----- Texte fourni -----
Mark Twain annonce dans une note liminaire qu’il a employé divers dialectes dans ce livre, au moins quatre, celui des nègres du Missouri, celui du Sud-Ouest, etc., sans compter les subdivisions dialectales et il nous avertit aimablement de ce fait parce qu’on pourrait s’imaginer que tous ses personnages s’efforcent de parler de la même façon sans tout à fait y parvenir.

En employant systématiquement le style parlé, Mark Twain, en autodidacte conscient de ses limites, a opéré une véritable révolution dans la littérature américaine, il lui a permis d’être enfin elle-même et non plus une branche de la littérature anglaise. Dans la présente traduction, nous nous sommes efforcés [sic] de conserver au récit son naturel un peu débraillé, familier, sans aller jusqu’à l’argot et en respectant autant que possible les règles de la grammaire

Bay 1960/1990 : 178 ; nous soulignons[12]

À propos du sociolecte de Huck, Gouanvic indique que la version de Bay est bien timide par rapport à l’original :

Tout ce qu’André Bay se permet à l’occasion, c’est l’élision de la première partie de la négation, ne, dans les constructions verbales négatives […] pour mimer le langage parlé de Huck. Il utilise aussi, parfois, des expressions familières […]. Mais l’ensemble est un style de bon ton, bien loin du style de Huck.

Gouanvic 2004 : 161

On peut donc noter que, si progression il y a, d’une retraduction à l’autre, cette progression n’est pas forcément linéaire, puisque c’est la traduction de Nétillard qui semble recueillir le plus de suffrages, tandis que celle de Bay, qui lui est pourtant postérieure, paraît à bien des égards rendre moins bien compte de la spécificité du texte de Twain, même si c’est celle qui s’est imposée dans le paysage éditorial français (Jenn 2004a : 431).

Puisque la langue et le style de Twain semblent avoir particulièrement souffert en traduction, on comprend pourquoi les chercheurs ont appelé une nouvelle traduction de leurs voeux. Si Lavoie suggère d’utiliser un français créolisé comme option de traduction du Black English de l’esclave Jim, il reste à trouver une façon de rendre le sociolecte de Huck :

Mais encore, qu’en est-il de la langue poétique et sociolectale de Huck ? Aucun traducteur n’a véritablement osé, à ce jour, faire parler Huck comme le petit garçon peu instruit qu’il est en anglais. Un projet possible serait donc celui-ci : donner à lire, en traduction, toutes les voix du roman original, c’est-à-dire, entre autres, une narration truffée de redites et de fautes linguistiques, ainsi qu’une parole noire française. Une telle entreprise de traduction permettrait dès lors de faire renaître l’oeuvre de Twain et de réactiver à sa pleine mesure la charge profondément revendicatrice qu’elle véhicule.
----- Enregistrements fournis -----
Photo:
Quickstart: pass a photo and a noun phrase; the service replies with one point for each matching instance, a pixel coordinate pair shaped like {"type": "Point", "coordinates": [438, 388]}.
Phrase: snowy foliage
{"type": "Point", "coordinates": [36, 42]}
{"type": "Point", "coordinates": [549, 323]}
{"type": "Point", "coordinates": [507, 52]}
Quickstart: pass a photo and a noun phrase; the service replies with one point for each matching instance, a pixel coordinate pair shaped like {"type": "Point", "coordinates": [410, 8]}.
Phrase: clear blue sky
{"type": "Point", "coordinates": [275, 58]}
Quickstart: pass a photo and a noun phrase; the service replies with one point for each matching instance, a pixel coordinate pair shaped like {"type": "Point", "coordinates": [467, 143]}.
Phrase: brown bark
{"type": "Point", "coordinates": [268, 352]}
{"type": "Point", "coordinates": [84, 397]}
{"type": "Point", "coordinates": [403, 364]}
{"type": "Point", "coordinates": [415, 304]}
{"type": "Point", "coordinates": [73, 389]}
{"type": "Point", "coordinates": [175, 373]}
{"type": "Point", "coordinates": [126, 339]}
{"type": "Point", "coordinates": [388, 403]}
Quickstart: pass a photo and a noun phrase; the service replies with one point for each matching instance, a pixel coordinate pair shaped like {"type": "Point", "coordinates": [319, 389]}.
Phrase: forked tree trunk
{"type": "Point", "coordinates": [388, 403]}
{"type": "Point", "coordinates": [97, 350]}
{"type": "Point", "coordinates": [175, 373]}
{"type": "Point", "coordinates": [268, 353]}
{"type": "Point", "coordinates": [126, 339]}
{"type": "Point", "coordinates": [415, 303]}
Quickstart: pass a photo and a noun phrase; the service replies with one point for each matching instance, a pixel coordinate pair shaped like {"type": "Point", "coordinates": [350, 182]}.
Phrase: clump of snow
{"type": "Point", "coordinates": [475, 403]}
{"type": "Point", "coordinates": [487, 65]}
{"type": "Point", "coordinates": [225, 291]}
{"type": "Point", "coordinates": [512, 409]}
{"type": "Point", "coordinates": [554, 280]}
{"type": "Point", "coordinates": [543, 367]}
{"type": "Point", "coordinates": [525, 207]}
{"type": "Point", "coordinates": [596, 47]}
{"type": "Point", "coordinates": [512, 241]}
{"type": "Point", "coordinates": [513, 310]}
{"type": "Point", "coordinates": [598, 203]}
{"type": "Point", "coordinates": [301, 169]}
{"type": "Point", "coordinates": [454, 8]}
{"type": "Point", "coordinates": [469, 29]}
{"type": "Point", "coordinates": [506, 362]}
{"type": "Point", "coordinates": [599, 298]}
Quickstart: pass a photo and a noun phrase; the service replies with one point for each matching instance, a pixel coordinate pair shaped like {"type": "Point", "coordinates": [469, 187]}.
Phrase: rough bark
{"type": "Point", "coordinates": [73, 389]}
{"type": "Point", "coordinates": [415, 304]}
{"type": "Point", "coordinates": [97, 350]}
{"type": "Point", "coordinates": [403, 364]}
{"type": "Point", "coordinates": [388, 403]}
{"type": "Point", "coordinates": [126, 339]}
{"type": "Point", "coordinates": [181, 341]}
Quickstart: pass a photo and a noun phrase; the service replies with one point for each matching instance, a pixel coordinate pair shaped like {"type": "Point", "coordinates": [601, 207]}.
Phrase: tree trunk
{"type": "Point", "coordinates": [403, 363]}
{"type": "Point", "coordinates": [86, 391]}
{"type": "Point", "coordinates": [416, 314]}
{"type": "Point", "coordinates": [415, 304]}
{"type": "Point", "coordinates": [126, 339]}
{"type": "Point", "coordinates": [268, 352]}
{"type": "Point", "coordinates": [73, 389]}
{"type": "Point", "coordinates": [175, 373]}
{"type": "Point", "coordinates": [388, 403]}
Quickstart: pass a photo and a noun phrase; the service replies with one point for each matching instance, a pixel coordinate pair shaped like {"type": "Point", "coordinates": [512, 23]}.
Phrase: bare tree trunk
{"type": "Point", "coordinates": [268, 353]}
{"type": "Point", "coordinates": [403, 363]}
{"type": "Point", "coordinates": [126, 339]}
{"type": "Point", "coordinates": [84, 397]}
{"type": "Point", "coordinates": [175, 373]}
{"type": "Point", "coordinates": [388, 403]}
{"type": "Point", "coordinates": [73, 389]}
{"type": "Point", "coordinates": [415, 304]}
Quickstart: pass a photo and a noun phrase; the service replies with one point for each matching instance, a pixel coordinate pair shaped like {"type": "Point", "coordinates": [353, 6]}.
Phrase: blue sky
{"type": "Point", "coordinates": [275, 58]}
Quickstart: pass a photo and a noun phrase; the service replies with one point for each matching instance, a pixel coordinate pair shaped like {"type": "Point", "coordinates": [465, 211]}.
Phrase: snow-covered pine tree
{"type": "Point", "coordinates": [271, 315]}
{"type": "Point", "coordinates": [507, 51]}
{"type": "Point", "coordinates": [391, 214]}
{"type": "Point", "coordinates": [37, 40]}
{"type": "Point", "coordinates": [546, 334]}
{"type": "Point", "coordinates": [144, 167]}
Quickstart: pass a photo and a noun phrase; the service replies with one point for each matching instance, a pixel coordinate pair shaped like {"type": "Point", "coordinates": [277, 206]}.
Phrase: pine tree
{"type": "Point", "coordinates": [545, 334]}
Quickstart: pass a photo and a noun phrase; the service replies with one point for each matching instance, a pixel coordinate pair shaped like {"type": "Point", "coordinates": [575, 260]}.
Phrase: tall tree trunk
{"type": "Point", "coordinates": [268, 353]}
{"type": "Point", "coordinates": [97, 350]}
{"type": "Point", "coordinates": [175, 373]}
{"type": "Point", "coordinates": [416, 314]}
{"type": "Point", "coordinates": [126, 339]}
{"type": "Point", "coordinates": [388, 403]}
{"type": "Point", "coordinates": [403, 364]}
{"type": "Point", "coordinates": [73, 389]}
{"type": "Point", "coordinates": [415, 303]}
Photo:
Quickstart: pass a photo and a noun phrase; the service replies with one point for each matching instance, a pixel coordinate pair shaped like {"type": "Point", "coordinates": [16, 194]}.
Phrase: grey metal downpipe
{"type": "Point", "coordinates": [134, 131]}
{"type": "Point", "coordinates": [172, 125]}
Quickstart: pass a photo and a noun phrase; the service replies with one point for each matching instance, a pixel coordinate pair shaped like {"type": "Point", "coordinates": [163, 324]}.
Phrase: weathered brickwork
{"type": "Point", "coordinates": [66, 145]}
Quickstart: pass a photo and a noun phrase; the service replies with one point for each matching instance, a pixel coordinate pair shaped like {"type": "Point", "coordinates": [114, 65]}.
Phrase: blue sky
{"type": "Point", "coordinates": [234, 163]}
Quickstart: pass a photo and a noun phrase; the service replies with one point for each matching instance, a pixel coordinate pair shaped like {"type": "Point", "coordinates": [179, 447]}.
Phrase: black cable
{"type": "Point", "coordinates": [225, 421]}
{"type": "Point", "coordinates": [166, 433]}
-----
_Consignes de travail_
A. Recopiez mot pour mot, dans le texte sur les traductions de Mark Twain, le passage qui va de « Tout ce qu’André » jusqu'à « style de Huck. ».
B. Dans le texte sur les traductions de Mark Twain, relevez le nom de famille de chaque écrivain, traducteur ou chercheur mentionné, sans les personnages du roman.

_Réponses aux consignes_
A.
Tout ce qu’André Bay se permet à l’occasion, c’est l’élision de la première partie de la négation, ne, dans les constructions verbales négatives […] pour mimer le langage parlé de Huck. Il utilise aussi, parfois, des expressions familières […]. Mais l’ensemble est un style de bon ton, bien loin du style de Huck.

B. Twain, Bay, Gouanvic, Nétillard, Jenn, Lavoie